◆ **YOUR TASK**: Give these rows again, swapping every "split by a comma" for "separated by a comma" and leaving everything else unchanged.

——————

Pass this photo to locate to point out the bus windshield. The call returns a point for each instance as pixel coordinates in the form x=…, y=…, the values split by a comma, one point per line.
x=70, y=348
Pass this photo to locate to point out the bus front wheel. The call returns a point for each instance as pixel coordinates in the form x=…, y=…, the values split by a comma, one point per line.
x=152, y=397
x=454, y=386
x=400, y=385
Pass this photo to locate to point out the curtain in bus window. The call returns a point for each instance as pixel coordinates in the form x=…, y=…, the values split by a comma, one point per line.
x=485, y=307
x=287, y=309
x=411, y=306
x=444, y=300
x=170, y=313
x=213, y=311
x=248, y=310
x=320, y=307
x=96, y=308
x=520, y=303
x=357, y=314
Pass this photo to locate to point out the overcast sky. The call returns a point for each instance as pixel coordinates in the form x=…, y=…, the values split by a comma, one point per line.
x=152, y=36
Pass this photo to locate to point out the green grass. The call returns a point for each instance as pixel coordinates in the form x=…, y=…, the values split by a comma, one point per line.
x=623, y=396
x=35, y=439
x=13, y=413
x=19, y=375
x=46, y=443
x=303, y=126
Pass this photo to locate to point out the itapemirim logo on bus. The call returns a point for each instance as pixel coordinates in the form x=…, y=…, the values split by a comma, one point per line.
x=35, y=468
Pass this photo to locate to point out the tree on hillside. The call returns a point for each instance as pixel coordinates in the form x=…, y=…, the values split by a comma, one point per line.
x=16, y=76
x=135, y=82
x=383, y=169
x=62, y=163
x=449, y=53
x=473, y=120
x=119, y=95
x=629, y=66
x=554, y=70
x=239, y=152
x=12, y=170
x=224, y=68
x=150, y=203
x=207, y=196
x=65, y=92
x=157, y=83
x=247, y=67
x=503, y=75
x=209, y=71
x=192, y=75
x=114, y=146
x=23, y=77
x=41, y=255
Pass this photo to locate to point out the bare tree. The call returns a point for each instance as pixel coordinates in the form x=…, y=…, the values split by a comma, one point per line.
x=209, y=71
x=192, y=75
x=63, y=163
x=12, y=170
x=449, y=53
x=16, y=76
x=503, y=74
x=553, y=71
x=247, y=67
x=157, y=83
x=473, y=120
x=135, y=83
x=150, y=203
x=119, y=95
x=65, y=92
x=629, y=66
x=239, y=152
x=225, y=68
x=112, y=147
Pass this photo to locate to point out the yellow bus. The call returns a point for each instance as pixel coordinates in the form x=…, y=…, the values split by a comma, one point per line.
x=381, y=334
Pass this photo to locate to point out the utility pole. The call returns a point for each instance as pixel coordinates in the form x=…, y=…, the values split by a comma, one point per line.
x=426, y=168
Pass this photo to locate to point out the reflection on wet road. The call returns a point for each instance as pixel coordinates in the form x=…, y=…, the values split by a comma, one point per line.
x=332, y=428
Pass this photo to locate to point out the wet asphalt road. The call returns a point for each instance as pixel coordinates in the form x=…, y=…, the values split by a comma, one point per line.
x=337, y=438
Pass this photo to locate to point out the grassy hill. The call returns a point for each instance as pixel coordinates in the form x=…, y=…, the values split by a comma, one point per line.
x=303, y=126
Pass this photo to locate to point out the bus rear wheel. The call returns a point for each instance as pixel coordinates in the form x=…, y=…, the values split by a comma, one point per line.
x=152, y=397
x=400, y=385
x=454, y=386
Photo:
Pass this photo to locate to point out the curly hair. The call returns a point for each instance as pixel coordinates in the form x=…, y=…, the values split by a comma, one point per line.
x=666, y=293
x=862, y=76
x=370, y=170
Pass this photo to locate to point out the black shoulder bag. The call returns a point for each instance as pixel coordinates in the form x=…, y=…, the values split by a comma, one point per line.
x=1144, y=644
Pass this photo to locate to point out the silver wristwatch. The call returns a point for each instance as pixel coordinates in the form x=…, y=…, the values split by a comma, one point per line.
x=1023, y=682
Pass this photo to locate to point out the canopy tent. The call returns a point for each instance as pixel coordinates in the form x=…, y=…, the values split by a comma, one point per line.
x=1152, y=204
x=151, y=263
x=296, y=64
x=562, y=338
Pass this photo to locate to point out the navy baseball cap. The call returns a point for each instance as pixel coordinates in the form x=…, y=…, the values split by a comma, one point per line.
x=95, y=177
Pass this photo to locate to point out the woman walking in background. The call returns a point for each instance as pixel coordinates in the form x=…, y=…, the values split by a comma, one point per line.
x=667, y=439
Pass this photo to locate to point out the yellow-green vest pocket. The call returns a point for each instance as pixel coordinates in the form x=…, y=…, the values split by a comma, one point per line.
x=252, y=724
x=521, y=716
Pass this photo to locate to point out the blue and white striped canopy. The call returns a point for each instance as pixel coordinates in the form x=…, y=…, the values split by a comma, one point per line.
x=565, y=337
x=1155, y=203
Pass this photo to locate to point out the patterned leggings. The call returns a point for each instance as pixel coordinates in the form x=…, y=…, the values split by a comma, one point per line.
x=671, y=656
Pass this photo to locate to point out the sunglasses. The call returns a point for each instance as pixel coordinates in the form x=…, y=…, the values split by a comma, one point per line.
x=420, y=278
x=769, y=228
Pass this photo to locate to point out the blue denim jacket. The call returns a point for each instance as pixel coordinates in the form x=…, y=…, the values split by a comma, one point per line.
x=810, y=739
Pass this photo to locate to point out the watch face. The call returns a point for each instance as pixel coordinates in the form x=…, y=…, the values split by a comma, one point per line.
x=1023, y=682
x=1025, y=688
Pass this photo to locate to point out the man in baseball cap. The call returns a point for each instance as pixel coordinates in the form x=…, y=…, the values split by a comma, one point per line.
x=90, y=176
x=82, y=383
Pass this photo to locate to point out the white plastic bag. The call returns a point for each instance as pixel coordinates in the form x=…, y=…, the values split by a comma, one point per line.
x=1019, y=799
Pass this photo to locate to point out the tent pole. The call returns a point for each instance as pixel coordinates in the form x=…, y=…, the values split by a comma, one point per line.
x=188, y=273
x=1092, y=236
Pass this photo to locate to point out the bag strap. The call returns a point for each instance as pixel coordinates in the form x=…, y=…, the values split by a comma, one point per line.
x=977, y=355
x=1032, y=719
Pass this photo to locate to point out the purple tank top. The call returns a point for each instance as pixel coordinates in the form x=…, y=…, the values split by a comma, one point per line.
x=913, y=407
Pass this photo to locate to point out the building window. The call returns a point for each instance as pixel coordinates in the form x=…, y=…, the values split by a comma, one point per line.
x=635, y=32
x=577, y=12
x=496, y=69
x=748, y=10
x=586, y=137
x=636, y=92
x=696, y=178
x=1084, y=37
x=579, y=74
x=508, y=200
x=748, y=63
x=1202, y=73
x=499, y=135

——————

◆ **SOLUTION TO THIS TASK**:
Pass this photo to locate to point out the bus windshield. The call returns a point for each instance as pixel coordinates in the form x=…, y=…, the values separated by a comma, one point per line.
x=70, y=348
Pass this photo to locate to point out the bus front wheel. The call returns a point for each instance as pixel coordinates in the form x=…, y=…, the values separated by a comma, one point per line.
x=152, y=397
x=454, y=386
x=400, y=385
Pass this photo to locate to point out the curtain in bus window. The call returns a point for each instance as pixel coordinates in the form x=…, y=…, the values separated by a comma, one point per line.
x=485, y=307
x=287, y=309
x=411, y=306
x=444, y=300
x=170, y=313
x=213, y=311
x=248, y=310
x=320, y=307
x=96, y=308
x=520, y=303
x=357, y=314
Pass this photo to locate to point out the overcast sky. The call returns a point for each instance as pixel coordinates in the form x=…, y=…, the values separated by a comma, one point per line.
x=152, y=36
Pass this photo to locate to point out the green grass. The call returns a point for each instance as pixel coordinates in the form x=…, y=…, the values separated by a comma, one point per line.
x=623, y=396
x=35, y=439
x=13, y=413
x=19, y=375
x=46, y=443
x=303, y=126
Pass this photo to locate to point out the itapemirim logo on bus. The call returns a point for each instance as pixel coordinates in the form x=…, y=…, the values separated by a comma, one point per line.
x=35, y=468
Pass this photo to locate to point out the tree on hillside. The call returns a point for each instance as pixel coordinates in the form x=…, y=…, the values separated by a comma, one point per line.
x=16, y=76
x=135, y=82
x=383, y=169
x=62, y=163
x=449, y=53
x=473, y=120
x=119, y=95
x=629, y=66
x=554, y=70
x=239, y=152
x=12, y=170
x=224, y=68
x=150, y=203
x=207, y=196
x=65, y=92
x=157, y=83
x=247, y=67
x=503, y=75
x=209, y=71
x=192, y=75
x=114, y=146
x=23, y=77
x=41, y=255
Pass this photo to locate to point out the bare tree. The call returns a point for each instance as pixel coordinates in the form x=…, y=…, the values separated by a comma, one point per line.
x=209, y=71
x=192, y=75
x=63, y=163
x=12, y=170
x=449, y=53
x=16, y=76
x=503, y=74
x=553, y=71
x=247, y=67
x=157, y=83
x=473, y=120
x=135, y=83
x=150, y=203
x=119, y=95
x=65, y=92
x=629, y=66
x=239, y=152
x=225, y=68
x=112, y=147
Pass this photo to locate to point out the yellow bus. The call returns a point for each instance as pixel coordinates in the form x=…, y=…, the values separated by a comma, one point per line.
x=381, y=334
Pass this photo to locate to point out the utility pole. The call returns a point for each instance as pixel coordinates in the form x=…, y=…, the values separated by a comma, one point per line.
x=426, y=168
Pass this photo to locate to point out the reflection on wet road. The call returns a point for each instance as pixel coordinates in the form x=…, y=…, the values separated by a comma, one point per line.
x=332, y=428
Pass this photo to locate to point out the wet asphalt road. The call returns a point for each instance as pixel coordinates in the form x=…, y=…, the values separated by a comma, one point per line.
x=337, y=438
Pass this photo to locate to point out the grassy hill. The call returns a point for each instance as pixel coordinates in the form x=…, y=…, the values separated by a comma, one point per line.
x=303, y=126
Pass this photo to locate to point out the bus rear wheel. The call returns a point for each instance as pixel coordinates in the form x=…, y=…, the values separated by a comma, one point per line.
x=152, y=397
x=400, y=385
x=454, y=386
Photo:
Pass this photo to locate to point out the curly hair. The call returns a point for each instance as pixel coordinates in the form x=…, y=…, the values separated by a comma, one point per line.
x=666, y=293
x=862, y=76
x=370, y=170
Pass this photo to locate to point out the black shoulder bag. The call returns a point for each instance as pixel coordinates in the form x=…, y=…, the values separated by a comma, one point per line.
x=1144, y=644
Pass this photo to locate to point out the silver wristwatch. The call returns a point for each instance as pixel coordinates in the form x=…, y=…, the values separated by a comma, one point per line.
x=1023, y=682
Pass this photo to locate to point out the canopy tent. The call returns a point for each instance as pixel coordinates in the form x=…, y=…, the values separated by a comma, one point per line.
x=1152, y=204
x=151, y=263
x=296, y=64
x=562, y=338
Pass this photo to locate to point out the navy baseball cap. The call returns a point for each instance as pixel coordinates in the form x=…, y=…, the values separated by a comma, one point per line.
x=95, y=177
Pass this photo to locate to point out the woman walking in background. The call returns a point for each instance as pixel coordinates in the form x=…, y=…, the values separated by a comma, one point per line.
x=667, y=439
Pass this photo to locate to point out the yellow-green vest pocket. The call returns a point for each instance as pixel coordinates in the form x=…, y=…, the values separated by a comma, one point per line.
x=252, y=724
x=521, y=716
Pass this photo to locate to point out the blue and white striped canopy. The call returns a point for each instance as pixel coordinates in the form x=…, y=…, the values separated by a comma, one point per line.
x=565, y=337
x=1155, y=203
Pass this photo to locate to point out the patterned leggings. The call returns a point for each instance as pixel coordinates in the form x=…, y=…, the values separated by a comma, one point per line.
x=671, y=656
Pass this photo to locate to point out the sunglasses. The call returns a point for each instance as pixel coordinates in the form x=…, y=…, the values separated by a comma, one point per line.
x=420, y=278
x=769, y=228
Pass this photo to locate to point out the blue denim jacket. The call returns a point for each instance as pixel coordinates in the form x=…, y=…, the values separated by a comma, one point per line.
x=810, y=739
Pass this photo to locate to point out the watch face. The call returns a point for each instance as pixel coordinates in the form x=…, y=…, the values separated by a comma, one point per line.
x=1023, y=682
x=1025, y=688
Pass this photo to locate to point out the man in baseball cap. The call returns a point for each instance as pixel coordinates in the form x=…, y=…, the values separated by a comma, one point per line.
x=90, y=176
x=82, y=383
Pass this photo to locate to point out the white plastic bag. The call returns a point for each instance as pixel coordinates in the form x=…, y=…, the values separated by a comma, one point per line.
x=1019, y=799
Pass this photo to locate to point out the tent pole. The call returns a point for each instance as pixel coordinates in the form x=…, y=…, the values separated by a comma, one point per line.
x=188, y=273
x=1092, y=236
Pass this photo to locate to point out the bag strap. The call returns a point for each instance as pixel coordinates in the form x=…, y=…, the values separated by a comma, one point per line.
x=977, y=355
x=1032, y=719
Pass this photo to locate to point out the purple tank top. The call returns a point for each instance as pixel coordinates in the form x=…, y=…, the values separated by a comma, one point per line.
x=913, y=407
Pass this photo to locate to point out the building window. The call returns a point for each instance as pixel coordinates in the form x=…, y=…, the values separated by a comma, one point per line.
x=635, y=32
x=577, y=12
x=496, y=69
x=748, y=10
x=586, y=137
x=636, y=92
x=696, y=178
x=1084, y=37
x=579, y=74
x=508, y=200
x=748, y=63
x=1202, y=73
x=499, y=135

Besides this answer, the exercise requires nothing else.